Probably the same thing as every geo-location access (i.e. Steam prices often
equalling 1 USD = 1 EUR) - but I've never seen _such_ a severe disconnect.

------
idlewords
This is a really good example of how to write about security for a general
audience, and how to source such an article. Teens need good advice about how
to safeguard their online lives, and how to think realistically about the
threats they face.

Kudos to Teen Vogue for a terrific piece of journalism.

------
ploggingdev
Wow, Teen Vogue can teach the Guardian a thing or two about how to listen to
relevant people and how to get the facts right.

The whole Guardian incident shows the desire/need of media outlets to write
sensationalist pieces even though the stories are completely misleading and
could potentially cause at risk users to move to less secure communication
platforms. Anything that triggers outrage always gets more eyeballs which
translates to more ad revenue and this seems to be the driving force for media
outlets these days.

## [Task prompt]
From the forum thread, return the passage that begins at the words "Kudos to Teen" and stops after "the facts right.", copied word for word.

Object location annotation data
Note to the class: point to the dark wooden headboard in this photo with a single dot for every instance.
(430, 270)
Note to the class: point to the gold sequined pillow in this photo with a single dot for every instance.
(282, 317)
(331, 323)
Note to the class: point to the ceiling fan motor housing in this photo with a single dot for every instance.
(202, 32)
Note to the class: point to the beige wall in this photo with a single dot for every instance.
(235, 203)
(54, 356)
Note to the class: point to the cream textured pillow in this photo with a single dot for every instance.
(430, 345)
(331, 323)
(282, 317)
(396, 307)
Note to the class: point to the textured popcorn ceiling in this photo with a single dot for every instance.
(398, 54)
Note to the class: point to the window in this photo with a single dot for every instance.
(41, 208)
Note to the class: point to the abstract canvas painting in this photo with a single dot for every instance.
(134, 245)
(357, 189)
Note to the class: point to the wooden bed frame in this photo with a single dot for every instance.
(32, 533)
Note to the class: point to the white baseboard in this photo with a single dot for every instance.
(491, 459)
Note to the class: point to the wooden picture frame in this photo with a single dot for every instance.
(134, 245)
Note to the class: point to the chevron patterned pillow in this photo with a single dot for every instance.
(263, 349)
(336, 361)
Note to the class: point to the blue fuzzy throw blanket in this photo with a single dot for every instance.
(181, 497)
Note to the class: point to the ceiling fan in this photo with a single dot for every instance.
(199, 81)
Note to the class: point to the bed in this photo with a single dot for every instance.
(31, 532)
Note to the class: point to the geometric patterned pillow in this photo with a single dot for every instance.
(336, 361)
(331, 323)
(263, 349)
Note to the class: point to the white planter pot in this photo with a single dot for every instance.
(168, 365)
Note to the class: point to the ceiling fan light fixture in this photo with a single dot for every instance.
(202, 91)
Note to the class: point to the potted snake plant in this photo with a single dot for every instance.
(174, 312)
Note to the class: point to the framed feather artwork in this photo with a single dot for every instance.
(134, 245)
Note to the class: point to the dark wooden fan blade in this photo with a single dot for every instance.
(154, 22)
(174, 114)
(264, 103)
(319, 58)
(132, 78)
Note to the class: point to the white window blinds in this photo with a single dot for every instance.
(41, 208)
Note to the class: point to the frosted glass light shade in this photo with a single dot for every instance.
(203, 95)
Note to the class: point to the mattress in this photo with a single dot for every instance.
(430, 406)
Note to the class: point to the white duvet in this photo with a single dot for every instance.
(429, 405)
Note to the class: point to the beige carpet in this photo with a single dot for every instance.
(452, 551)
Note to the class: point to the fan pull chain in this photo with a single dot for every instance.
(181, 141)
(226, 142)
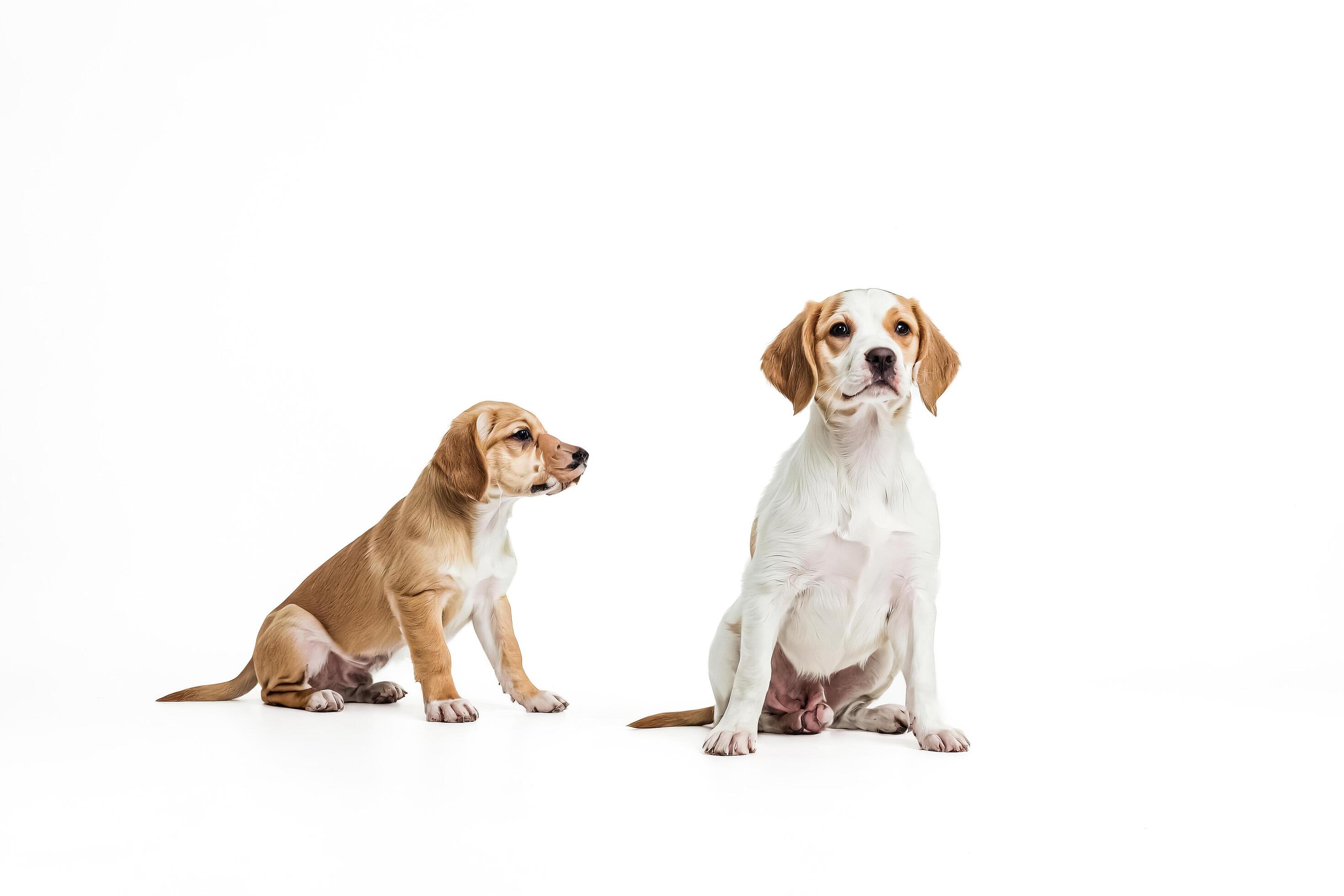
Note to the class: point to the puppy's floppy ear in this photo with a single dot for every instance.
(791, 363)
(937, 360)
(461, 459)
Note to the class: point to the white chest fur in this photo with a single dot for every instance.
(487, 574)
(854, 522)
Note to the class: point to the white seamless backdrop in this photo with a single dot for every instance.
(257, 257)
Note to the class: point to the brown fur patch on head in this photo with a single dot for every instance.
(461, 457)
(791, 360)
(937, 359)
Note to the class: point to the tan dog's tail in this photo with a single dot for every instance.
(245, 682)
(674, 719)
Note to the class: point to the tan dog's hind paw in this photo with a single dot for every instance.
(944, 741)
(378, 692)
(325, 702)
(451, 711)
(545, 702)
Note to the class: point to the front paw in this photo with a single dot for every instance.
(726, 742)
(451, 711)
(944, 741)
(545, 702)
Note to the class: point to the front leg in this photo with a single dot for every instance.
(421, 617)
(921, 682)
(736, 731)
(494, 624)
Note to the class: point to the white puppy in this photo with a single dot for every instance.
(839, 593)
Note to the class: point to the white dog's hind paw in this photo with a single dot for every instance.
(451, 711)
(545, 702)
(325, 702)
(730, 743)
(944, 741)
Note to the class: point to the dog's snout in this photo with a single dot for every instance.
(881, 360)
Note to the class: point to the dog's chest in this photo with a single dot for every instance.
(488, 571)
(850, 581)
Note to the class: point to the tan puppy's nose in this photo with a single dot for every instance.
(562, 460)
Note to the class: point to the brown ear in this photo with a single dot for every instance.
(791, 363)
(461, 459)
(937, 360)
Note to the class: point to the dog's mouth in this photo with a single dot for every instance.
(875, 387)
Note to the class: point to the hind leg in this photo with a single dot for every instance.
(855, 689)
(292, 646)
(795, 704)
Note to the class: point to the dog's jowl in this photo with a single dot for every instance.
(839, 592)
(438, 559)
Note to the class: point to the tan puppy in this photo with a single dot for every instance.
(438, 559)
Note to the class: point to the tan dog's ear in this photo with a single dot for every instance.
(461, 459)
(791, 363)
(937, 360)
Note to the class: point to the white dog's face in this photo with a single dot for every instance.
(869, 351)
(861, 347)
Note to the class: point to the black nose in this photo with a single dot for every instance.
(881, 359)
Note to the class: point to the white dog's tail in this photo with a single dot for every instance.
(245, 682)
(674, 719)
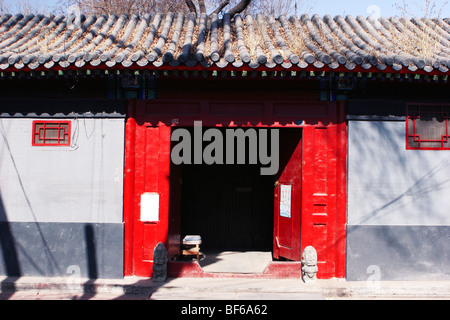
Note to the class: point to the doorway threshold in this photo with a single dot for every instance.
(235, 261)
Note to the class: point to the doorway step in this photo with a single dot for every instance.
(235, 261)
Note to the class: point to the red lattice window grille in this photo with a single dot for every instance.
(51, 133)
(427, 127)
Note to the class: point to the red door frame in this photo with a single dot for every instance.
(323, 170)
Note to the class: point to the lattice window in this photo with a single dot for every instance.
(427, 127)
(51, 133)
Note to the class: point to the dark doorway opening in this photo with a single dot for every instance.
(231, 206)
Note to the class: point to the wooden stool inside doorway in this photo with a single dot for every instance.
(191, 246)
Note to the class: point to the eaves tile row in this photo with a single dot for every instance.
(158, 41)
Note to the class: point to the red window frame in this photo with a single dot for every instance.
(414, 112)
(40, 136)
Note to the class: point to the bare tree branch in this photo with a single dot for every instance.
(241, 6)
(221, 6)
(191, 6)
(201, 4)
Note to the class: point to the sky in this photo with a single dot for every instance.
(339, 7)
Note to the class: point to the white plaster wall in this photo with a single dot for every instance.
(80, 183)
(389, 185)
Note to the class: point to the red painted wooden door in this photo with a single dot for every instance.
(287, 197)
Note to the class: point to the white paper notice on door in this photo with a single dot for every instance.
(150, 207)
(285, 200)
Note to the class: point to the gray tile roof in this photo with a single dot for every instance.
(38, 42)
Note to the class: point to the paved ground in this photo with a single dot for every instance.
(194, 289)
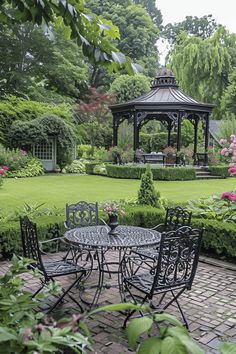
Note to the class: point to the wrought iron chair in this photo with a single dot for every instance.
(50, 269)
(173, 274)
(82, 214)
(175, 218)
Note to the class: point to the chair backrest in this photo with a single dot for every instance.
(178, 258)
(30, 242)
(81, 214)
(176, 217)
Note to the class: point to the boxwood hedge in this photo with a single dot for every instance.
(159, 173)
(219, 237)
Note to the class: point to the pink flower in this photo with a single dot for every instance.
(224, 152)
(229, 196)
(223, 141)
(232, 171)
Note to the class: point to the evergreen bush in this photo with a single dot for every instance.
(147, 194)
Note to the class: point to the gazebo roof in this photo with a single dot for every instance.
(164, 95)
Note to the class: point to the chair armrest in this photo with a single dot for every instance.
(159, 227)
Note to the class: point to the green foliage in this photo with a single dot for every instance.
(89, 167)
(94, 34)
(26, 134)
(204, 27)
(127, 87)
(34, 167)
(24, 330)
(159, 173)
(15, 159)
(202, 66)
(147, 195)
(228, 99)
(138, 32)
(77, 166)
(213, 208)
(221, 171)
(171, 337)
(13, 108)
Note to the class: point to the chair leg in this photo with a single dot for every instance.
(175, 298)
(65, 293)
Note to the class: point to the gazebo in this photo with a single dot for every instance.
(168, 104)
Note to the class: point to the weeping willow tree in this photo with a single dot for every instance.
(202, 66)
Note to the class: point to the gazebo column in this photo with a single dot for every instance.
(169, 134)
(206, 138)
(196, 120)
(179, 123)
(115, 130)
(136, 135)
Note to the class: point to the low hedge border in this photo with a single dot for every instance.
(218, 237)
(221, 171)
(159, 173)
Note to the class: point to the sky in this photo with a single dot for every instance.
(224, 12)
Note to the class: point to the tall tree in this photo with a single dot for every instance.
(204, 27)
(93, 33)
(138, 33)
(202, 66)
(39, 67)
(153, 11)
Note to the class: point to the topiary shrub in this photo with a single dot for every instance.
(147, 194)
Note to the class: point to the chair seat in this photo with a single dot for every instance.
(142, 282)
(61, 267)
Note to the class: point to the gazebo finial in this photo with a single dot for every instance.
(165, 78)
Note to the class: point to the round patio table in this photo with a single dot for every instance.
(97, 238)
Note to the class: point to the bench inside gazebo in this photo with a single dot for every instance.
(169, 105)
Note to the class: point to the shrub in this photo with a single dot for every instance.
(159, 173)
(89, 167)
(33, 168)
(126, 87)
(14, 108)
(147, 194)
(26, 134)
(220, 171)
(14, 159)
(77, 166)
(218, 237)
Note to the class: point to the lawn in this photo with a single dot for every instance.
(59, 190)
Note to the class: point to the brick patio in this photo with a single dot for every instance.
(210, 308)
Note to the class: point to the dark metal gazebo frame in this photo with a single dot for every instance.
(168, 104)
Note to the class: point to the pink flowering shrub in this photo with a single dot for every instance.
(230, 151)
(113, 208)
(3, 171)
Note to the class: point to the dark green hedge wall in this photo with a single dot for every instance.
(159, 173)
(218, 237)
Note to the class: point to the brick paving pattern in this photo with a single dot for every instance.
(210, 308)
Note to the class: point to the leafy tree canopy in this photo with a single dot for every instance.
(127, 87)
(204, 27)
(39, 67)
(93, 33)
(138, 35)
(202, 66)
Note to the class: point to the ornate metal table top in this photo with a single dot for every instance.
(128, 237)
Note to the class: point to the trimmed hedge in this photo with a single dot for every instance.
(89, 167)
(218, 237)
(220, 171)
(159, 173)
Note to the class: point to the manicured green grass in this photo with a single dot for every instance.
(59, 190)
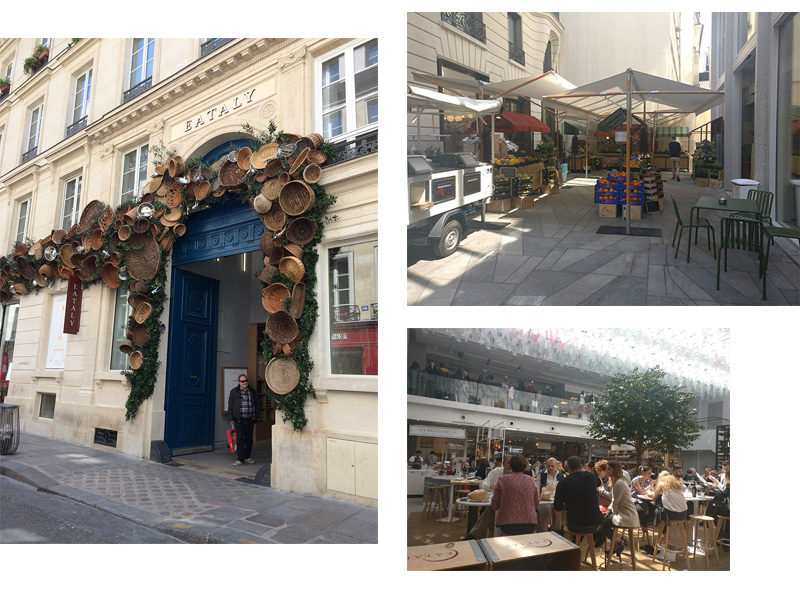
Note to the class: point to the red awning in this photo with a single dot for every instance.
(511, 122)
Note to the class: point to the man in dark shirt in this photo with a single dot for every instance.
(577, 494)
(675, 157)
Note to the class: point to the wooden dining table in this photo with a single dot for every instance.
(713, 203)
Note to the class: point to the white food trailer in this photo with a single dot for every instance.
(444, 189)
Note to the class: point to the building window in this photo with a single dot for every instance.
(353, 305)
(47, 406)
(72, 202)
(23, 212)
(515, 51)
(141, 67)
(787, 209)
(348, 92)
(134, 173)
(119, 360)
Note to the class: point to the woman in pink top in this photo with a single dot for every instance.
(516, 499)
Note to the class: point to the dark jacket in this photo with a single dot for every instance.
(234, 404)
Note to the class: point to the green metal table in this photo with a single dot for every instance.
(712, 203)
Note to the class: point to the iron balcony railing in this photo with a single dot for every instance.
(516, 53)
(469, 23)
(77, 126)
(471, 392)
(209, 46)
(361, 146)
(29, 154)
(136, 90)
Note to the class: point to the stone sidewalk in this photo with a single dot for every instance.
(550, 254)
(193, 506)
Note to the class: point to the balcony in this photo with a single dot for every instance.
(361, 146)
(138, 89)
(77, 126)
(209, 46)
(516, 53)
(469, 23)
(479, 394)
(29, 155)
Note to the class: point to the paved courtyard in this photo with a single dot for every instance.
(550, 254)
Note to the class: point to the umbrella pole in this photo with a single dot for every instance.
(628, 157)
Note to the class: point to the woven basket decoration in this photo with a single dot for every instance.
(296, 197)
(282, 375)
(274, 296)
(292, 267)
(143, 261)
(301, 231)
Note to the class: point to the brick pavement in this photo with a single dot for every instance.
(196, 506)
(550, 254)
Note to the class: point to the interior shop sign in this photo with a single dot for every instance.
(220, 111)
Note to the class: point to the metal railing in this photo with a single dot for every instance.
(77, 126)
(470, 23)
(516, 53)
(209, 46)
(361, 146)
(26, 156)
(136, 90)
(471, 392)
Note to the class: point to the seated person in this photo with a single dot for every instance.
(516, 499)
(577, 495)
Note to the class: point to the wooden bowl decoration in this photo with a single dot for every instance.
(142, 312)
(312, 173)
(110, 275)
(89, 215)
(282, 375)
(139, 335)
(135, 360)
(175, 166)
(296, 198)
(292, 267)
(243, 158)
(298, 300)
(143, 261)
(275, 218)
(301, 231)
(281, 327)
(274, 296)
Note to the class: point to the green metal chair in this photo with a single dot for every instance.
(770, 232)
(700, 224)
(740, 233)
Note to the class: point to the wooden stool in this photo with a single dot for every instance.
(707, 523)
(631, 541)
(578, 538)
(684, 536)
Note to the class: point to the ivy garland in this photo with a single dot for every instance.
(142, 380)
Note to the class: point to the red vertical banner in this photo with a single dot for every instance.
(72, 314)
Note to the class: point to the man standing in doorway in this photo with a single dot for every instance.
(675, 157)
(244, 409)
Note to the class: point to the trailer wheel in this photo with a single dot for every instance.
(449, 240)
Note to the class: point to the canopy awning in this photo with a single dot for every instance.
(511, 122)
(425, 99)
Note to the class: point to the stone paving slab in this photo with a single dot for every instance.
(519, 263)
(195, 506)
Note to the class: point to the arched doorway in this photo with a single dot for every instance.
(212, 309)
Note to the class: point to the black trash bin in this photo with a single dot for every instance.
(9, 428)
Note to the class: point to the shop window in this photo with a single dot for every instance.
(353, 308)
(72, 202)
(47, 406)
(134, 173)
(347, 96)
(23, 213)
(119, 360)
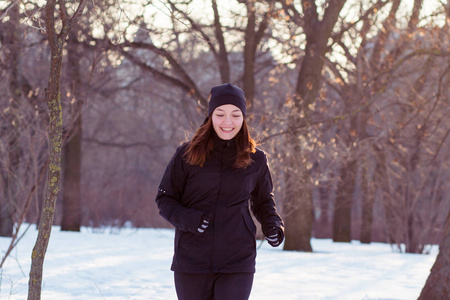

## [Task solution]
Kudos to Teen Vogue for a terrific piece of journalism.

------
ploggingdev
Wow, Teen Vogue can teach the Guardian a thing or two about how to listen to
relevant people and how to get the facts right.